:: TASK REQUIREMENTS ::
Even the shortest line counts, so transcribe all the data exactly.

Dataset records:
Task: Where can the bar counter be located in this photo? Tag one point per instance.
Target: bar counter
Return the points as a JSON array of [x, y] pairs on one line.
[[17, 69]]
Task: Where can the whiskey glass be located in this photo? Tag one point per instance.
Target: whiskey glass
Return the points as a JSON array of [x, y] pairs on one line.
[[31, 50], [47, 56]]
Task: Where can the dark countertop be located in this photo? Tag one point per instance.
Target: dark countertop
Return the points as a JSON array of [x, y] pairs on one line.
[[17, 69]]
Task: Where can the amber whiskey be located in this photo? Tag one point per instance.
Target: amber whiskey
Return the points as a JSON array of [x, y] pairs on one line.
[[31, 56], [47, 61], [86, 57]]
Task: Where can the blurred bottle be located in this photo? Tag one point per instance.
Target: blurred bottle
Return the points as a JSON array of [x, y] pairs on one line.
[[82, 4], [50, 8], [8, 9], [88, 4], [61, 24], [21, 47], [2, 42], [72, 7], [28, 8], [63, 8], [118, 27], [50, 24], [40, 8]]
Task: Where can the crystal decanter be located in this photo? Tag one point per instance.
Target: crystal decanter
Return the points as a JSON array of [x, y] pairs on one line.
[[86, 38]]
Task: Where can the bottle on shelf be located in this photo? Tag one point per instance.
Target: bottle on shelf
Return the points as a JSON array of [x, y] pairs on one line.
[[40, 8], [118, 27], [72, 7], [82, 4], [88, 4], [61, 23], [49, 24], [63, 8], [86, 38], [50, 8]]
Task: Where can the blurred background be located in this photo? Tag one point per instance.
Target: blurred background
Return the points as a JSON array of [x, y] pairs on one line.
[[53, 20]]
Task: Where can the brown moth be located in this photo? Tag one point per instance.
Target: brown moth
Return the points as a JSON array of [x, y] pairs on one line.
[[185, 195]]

:: PROBLEM SOLUTION ::
Task: Where can the bar counter be located in this photo? Tag one point per instance.
Target: bar counter
Return the points as a JSON array of [x, y] pairs on one line.
[[17, 69]]
Task: Where can the whiskey glass be located in this photo? Tag one point per instance.
Target: whiskey glass
Return the points as a JSON array of [x, y] pairs on one line.
[[31, 50], [47, 56]]
Task: Where can the dark countertop be located in this photo? Tag one point per instance.
Target: dark countertop
Return the points as a JSON array of [x, y] pairs on one line.
[[17, 69]]
Task: Where can the amber whiskey be located in this photo? Tag one point per instance.
Target: amber whiskey
Return the points as a JSON array of [x, y] pairs on one line.
[[31, 56], [47, 61], [86, 57]]
Task: Where can the blurred bottle be located in this photo? Tag one point per instance.
Target: blurred bottle
Return the points as a JSON array of [x, y] pairs on one line.
[[82, 4], [50, 8], [8, 9], [88, 4], [61, 24], [21, 47], [2, 42], [72, 7], [28, 8], [63, 8], [118, 27], [50, 24], [40, 8]]
Task: Where can the crystal decanter be located in this photo? Tag one point per instance.
Target: crystal decanter
Return the points as a JSON array of [x, y] pairs on one line.
[[86, 38]]
Task: Where can the bottle on shelf be located in this photo? Tag one point per instance.
Target: bottle on shelf
Return the points as a JSON array of [x, y] pairs on one line.
[[40, 8], [118, 27], [72, 7], [82, 4], [88, 4], [61, 23], [49, 24], [63, 8], [86, 38], [50, 8]]
Task: Where can the blurred background be located in this photo? Tag one point per instance.
Target: blurred background
Return the points as a JSON array of [x, y] pairs on one line.
[[53, 20]]
Task: Where can the brown moth be located in this photo? Tag one point per instance.
Target: brown moth
Return the points as a JSON array of [x, y] pairs on one line.
[[185, 195]]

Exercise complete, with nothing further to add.